Негодование А. Радашкевича по поводу антипушкинской акции представляется не слишком уж обоснованным, декларативным и полно словесных излишеств, красивостей. Хотелось бы все-таки подробней узнать, чем конкретно оскорбили чувства и мысли автора «воинствующие антипушкинисты». Где факты, примеры, действия? Наконец, имена участников? И почему их творения показались автору жалкими и ничтожными? Хотя бы одну цитату привел. Увы, этого в статье почему-то не обнаруживается. Вообще, представляется, что автору явно не хватает пушкинского благородства. Помните, в «Евгении Онегине» Пушкин упоминает «цех задорный», людей, о коих не сужу, затем что к ним принадлежу. Пушкину претило о коллегах, о собратьях, походя презрительно отзываться. Тем более о их внешнем виде. А уж если приходилось отзываться, когда без этого было обойтись нельзя, то он это делал с фактами и аргументами на руках.
Безусловно, многие культурные мероприятия у нас делаются сейчас в расчете на западного зрителя и по его стандартам. Слишком хочется, чтобы нас «там» заметили и тем более — похвалили. Поэтому и присутствие иностранцев на описываемом А. Радашкевичем мероприятии не удивительно. Непонятно только почему антипушкинская акция представляется автором как «имитация «а ля рюс» их пресловутого 68-го года, анархически-богохульного, подписавшего смертный приговор великой французской культуре»?
Само по себе «чтение стихов, которые должны были включать в себя строчки из Пушкина», в условиях, когда теоретиками постмодерна зафиксирована «смерть автора» (Р. Барт), признана вольная и невольная интертекстуальность, не является преступлением. Некоторые ныне знаменитые отечественные стихотворцы практически сделали себе имя, буквально паразитируя на чужих классических текстах, и в первую очередь на А.С. Пушкине (например, Т. Кибиров,
И. Иртеньев, С. Гандлевский, Д. А. Пригов), не говоря уже об аллюзиях, без которых невозможно обойтись в творчестве. Как к ним относится автор? Не присутствовал ли кто-нибудь из приведенного списка на представленном мероприятии?

++++++++

## УСЛОВИЕ ЗАДАНИЯ
Пожалуйста, напечатайте без изменений часть текста об антипушкинской акции между словами «Само по себе» и «на представленном мероприятии?», включая их самих.

## ДАННЫЕ
++++++++

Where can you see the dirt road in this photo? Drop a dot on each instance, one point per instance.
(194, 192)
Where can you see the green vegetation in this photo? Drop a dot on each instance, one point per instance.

++++++++

## ПИСЬМЕННОЕ РЕШЕНИЕ
Само по себе «чтение стихов, которые должны были включать в себя строчки из Пушкина», в условиях, когда теоретиками постмодерна зафиксирована «смерть автора» (Р. Барт), признана вольная и невольная интертекстуальность, не является преступлением. Некоторые ныне знаменитые отечественные стихотворцы практически сделали себе имя, буквально паразитируя на чужих классических текстах, и в первую очередь на А.С. Пушкине (например, Т. Кибиров,
И. Иртеньев, С. Гандлевский, Д. А. Пригов), не говоря уже об аллюзиях, без которых невозможно обойтись в творчестве. Как к ним относится автор? Не присутствовал ли кто-нибудь из приведенного списка на представленном мероприятии?